Prompt -
Aim for an exact copy of the listing, without any images.

Exercise data -
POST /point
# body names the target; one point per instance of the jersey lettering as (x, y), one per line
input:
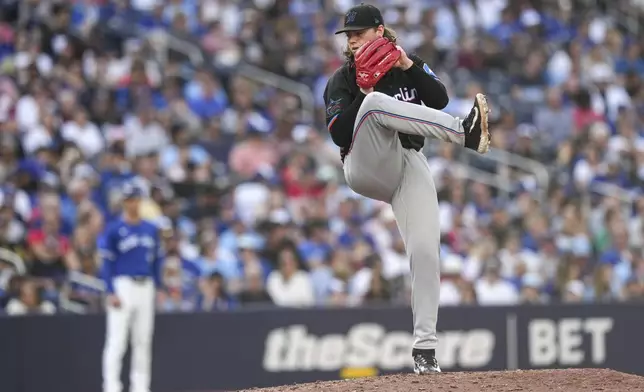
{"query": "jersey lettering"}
(406, 95)
(130, 242)
(334, 107)
(428, 71)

Exercise solution -
POST /point
# body names the target; one point per instance of the jersey lettering as (x, y), one per line
input:
{"query": "jersey lettering"}
(406, 95)
(130, 242)
(334, 107)
(428, 71)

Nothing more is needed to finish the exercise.